### Do this
Please count the lines in the entries below that contain the word "grape" and reply with the number alone.

### Information provided
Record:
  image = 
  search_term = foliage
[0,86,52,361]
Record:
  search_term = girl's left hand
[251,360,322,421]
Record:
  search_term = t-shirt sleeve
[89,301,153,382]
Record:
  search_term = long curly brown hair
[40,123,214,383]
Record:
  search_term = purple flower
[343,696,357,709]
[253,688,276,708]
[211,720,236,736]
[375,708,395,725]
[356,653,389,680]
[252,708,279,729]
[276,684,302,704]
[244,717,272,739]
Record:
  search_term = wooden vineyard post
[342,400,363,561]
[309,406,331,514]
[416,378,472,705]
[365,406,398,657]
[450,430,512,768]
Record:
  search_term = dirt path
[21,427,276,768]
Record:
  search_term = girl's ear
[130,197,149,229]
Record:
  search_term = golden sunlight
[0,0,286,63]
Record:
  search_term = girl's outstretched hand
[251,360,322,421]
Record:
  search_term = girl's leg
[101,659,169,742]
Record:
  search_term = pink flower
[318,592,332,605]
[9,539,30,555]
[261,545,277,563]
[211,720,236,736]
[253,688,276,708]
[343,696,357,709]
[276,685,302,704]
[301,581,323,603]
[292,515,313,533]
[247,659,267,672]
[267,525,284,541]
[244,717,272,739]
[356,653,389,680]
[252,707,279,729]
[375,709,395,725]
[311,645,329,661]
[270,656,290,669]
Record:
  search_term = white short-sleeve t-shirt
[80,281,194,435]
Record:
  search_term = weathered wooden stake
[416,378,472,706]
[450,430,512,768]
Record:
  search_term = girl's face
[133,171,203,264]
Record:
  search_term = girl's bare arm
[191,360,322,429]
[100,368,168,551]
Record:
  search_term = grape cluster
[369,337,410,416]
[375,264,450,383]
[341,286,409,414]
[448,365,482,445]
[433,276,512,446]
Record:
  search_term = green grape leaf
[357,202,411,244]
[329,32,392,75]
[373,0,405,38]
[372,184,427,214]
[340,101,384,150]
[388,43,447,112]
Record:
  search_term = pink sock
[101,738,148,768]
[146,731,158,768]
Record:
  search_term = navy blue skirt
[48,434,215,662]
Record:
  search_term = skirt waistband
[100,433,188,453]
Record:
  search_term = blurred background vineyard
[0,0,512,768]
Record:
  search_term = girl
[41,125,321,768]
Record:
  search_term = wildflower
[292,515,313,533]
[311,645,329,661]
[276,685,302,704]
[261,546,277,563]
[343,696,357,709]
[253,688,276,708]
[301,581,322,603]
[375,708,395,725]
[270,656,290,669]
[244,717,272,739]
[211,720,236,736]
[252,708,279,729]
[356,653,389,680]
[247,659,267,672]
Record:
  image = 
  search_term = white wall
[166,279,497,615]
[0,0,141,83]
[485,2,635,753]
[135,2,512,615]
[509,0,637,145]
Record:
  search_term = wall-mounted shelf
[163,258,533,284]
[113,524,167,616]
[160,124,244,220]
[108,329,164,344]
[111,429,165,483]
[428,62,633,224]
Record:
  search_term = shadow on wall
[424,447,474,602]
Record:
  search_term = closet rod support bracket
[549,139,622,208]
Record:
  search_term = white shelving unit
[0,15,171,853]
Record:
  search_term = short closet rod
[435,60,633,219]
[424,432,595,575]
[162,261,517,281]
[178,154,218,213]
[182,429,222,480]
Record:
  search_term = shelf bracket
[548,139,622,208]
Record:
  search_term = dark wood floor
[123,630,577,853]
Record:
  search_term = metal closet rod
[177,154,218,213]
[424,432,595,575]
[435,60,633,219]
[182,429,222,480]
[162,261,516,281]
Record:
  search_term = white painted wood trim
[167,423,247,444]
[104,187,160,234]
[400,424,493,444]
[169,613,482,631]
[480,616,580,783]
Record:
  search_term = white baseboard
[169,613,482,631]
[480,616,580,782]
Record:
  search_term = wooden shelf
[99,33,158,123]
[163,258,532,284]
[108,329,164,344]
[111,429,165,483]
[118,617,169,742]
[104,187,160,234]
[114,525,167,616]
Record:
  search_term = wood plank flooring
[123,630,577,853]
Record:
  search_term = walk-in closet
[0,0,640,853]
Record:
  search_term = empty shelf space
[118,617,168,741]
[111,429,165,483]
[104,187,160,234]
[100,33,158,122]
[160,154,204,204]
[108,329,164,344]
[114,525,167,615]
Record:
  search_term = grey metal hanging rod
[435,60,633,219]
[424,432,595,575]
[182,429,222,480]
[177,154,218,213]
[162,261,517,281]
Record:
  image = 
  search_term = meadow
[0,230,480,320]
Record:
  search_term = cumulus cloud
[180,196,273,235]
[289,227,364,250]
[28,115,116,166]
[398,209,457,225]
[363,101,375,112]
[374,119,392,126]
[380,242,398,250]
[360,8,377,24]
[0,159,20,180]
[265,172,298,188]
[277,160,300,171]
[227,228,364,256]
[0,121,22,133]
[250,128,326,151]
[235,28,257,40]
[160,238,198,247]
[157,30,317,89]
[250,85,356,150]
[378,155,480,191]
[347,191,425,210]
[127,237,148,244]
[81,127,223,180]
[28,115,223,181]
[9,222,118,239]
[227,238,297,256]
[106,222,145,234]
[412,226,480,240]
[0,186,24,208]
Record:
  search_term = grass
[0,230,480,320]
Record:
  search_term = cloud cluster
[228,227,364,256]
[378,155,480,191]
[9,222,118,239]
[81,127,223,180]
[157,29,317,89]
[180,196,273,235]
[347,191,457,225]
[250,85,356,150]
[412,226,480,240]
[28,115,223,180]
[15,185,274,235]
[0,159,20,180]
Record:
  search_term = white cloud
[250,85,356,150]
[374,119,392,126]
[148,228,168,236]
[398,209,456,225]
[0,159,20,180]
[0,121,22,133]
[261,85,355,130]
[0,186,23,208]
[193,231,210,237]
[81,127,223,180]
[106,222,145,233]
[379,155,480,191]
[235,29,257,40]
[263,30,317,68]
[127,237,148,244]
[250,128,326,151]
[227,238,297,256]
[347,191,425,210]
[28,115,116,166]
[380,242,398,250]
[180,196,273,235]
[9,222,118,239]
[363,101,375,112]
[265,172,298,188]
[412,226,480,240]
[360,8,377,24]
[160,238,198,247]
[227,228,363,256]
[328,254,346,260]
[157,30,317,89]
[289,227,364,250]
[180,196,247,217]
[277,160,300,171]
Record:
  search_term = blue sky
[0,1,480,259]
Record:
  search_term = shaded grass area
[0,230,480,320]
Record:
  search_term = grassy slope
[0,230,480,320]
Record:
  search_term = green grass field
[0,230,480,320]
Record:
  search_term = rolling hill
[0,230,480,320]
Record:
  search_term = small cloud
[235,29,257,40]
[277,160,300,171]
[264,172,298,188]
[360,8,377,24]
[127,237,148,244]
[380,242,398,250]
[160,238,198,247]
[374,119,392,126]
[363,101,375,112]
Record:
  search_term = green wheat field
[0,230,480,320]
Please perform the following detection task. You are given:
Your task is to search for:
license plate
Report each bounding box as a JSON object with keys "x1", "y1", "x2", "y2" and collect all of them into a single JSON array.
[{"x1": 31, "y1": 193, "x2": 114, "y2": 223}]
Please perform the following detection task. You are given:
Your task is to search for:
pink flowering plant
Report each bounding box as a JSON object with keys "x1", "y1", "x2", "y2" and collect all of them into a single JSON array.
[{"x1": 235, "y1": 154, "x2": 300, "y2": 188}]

### Correct answer
2